Goal:
Output every line of the listing below, from the line that contains "of the concrete" down to the line that contains "<point>391,151</point>", with both of those lines included and the pictures left out.

Record set:
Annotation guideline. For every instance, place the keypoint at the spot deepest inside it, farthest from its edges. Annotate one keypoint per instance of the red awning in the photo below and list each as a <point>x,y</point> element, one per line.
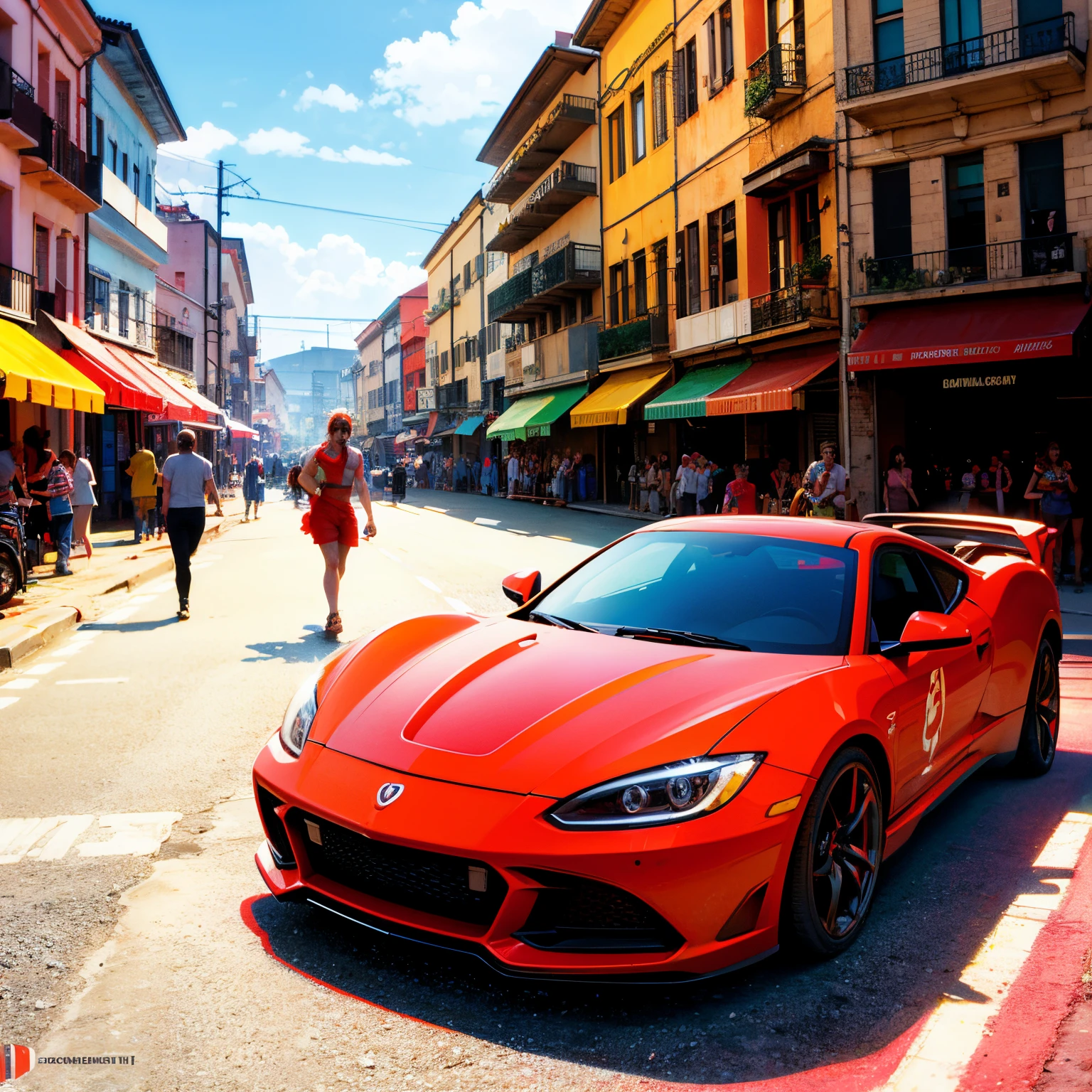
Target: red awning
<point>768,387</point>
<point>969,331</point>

* * *

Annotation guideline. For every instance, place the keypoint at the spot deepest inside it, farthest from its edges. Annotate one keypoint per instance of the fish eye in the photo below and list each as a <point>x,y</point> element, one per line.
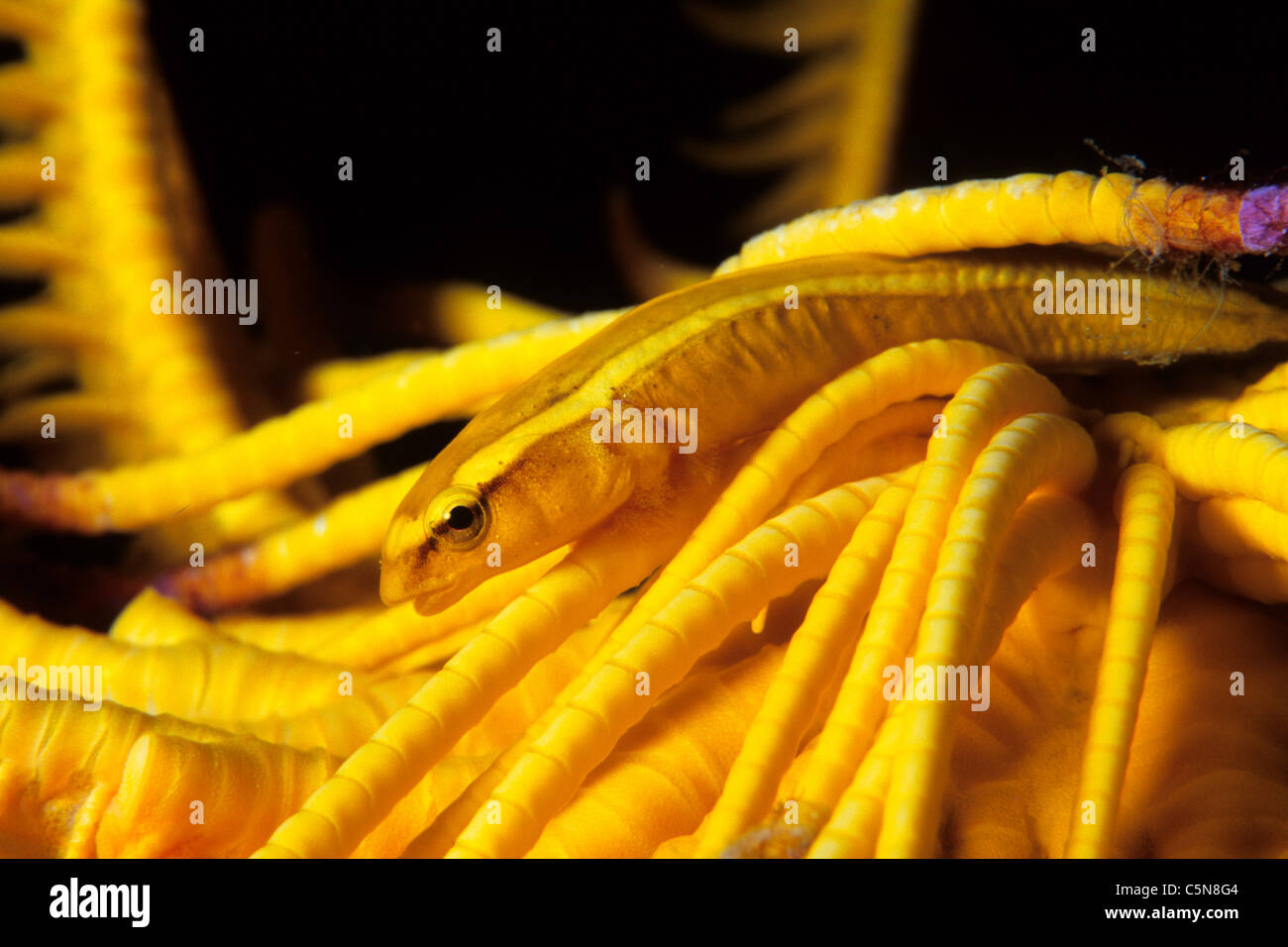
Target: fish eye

* * *

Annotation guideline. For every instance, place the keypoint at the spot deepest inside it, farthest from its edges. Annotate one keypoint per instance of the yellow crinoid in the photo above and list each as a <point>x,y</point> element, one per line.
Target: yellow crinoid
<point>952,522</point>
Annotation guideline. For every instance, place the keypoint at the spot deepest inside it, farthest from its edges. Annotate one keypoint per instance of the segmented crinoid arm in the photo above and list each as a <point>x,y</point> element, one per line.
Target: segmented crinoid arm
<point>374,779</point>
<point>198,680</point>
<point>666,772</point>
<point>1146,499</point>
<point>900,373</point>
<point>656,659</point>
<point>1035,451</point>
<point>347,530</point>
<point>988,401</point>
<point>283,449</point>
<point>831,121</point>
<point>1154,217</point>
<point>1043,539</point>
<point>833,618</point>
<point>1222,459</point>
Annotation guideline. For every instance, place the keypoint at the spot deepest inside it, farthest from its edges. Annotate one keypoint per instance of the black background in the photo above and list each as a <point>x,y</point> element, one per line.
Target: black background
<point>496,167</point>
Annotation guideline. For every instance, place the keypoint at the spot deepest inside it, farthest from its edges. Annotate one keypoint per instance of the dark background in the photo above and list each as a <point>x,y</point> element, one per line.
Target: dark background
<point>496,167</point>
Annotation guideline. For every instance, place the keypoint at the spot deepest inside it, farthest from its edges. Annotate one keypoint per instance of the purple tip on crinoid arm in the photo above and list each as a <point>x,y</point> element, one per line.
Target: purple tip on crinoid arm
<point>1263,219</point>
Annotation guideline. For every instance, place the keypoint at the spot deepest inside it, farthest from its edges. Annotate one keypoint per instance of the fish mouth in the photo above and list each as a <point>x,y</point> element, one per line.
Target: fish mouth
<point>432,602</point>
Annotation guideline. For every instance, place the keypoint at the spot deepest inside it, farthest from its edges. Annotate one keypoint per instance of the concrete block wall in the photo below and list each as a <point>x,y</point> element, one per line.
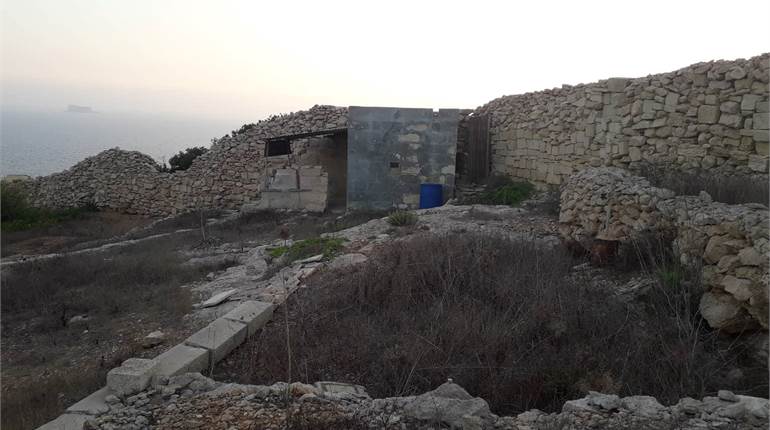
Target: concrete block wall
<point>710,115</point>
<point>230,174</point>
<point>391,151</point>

Task output:
Annotation guideline. For every instance, place the keypoint at the spot deepest inside it, farthest from its edges. Annotate one keypoint per instance of the concrete block wall in the photo below and list each as a <point>x,y</point> element, one per line.
Target: concrete block wall
<point>710,115</point>
<point>230,174</point>
<point>391,151</point>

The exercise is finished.